Publishing Wikipedia usage data with strong privacy guarantees

Tumult Labs helped engineers at the Wikimedia Foundation design, implement, and deploy a differentially private solution to publish Wikipedia usage metrics in a provably secure way.

Blog Post

This case study presents the original problem, outlines the process that led to this publication, the challenges overcome along the way, and the lessons learned from this collaboration.

For nearly every hour of the past 20 years, the nonprofit that hosts Wikipedia has shared data publicly about the use of the online encyclopedia.

For example, the Pageview API provides information about how many times any given page on Wikipedia is visited each day. This data is vital for volunteer Wikipedia editors seeking to make data-driven decisions about which articles they edit next, academic researchers examining the information landscape, technologists assessing user behavior, and more. Open data is part of the Wikimedia Foundation’s ethos, with a belief that transparency can help improve collective understanding of and engagement with the internet.

The published information is, however, quite coarse. In particular, page visits from all around the world are aggregated into a single statistic, without any geographic detail. Indeed, location information can be extremely sensitive – Wikipedia editors or readers might not want their location to be revealed, even at the country levels, due to sensitive editing or reading behavior. More generally, people browsing Wikipedia rightly expect their behavior on the website to stay private, and privacy is a central tenet of the nonprofit’s values. Since it is well known that simply aggregating data is not enough to prevent re-identification risk, publishing data with a finer geographic granularity warrants an approach with rock-solid privacy guarantees for people browsing Wikipedia.

▶ MATERIAL PROVIDED:
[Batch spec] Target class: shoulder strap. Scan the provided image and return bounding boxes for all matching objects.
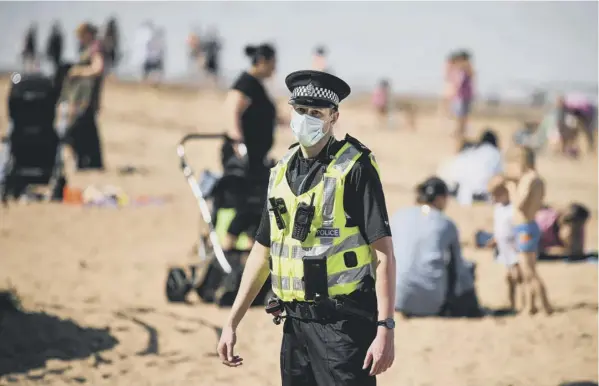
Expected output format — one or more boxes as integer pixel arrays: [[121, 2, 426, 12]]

▶ TASKS TO CARRY OUT:
(1) List the groups that the Wikipedia usage data case study names as finding the data vital.
(2) Write out the Wikipedia usage data case study word for word, starting with "For example, the" and going on through "with the internet.".
(3) In the Wikipedia usage data case study, how does the published information handle page visits from around the world?

▶ ANSWERS FOR THE EXERCISE:
(1)
- Volunteer Wikipedia editors
- Academic researchers
- Technologists

(2)
For example, the Pageview API provides information about how many times any given page on Wikipedia is visited each day. This data is vital for volunteer Wikipedia editors seeking to make data-driven decisions about which articles they edit next, academic researchers examining the information landscape, technologists assessing user behavior, and more. Open data is part of the Wikimedia Foundation’s ethos, with a belief that transparency can help improve collective understanding of and engagement with the internet.

(3) It aggregates them into a single statistic, without any geographic detail.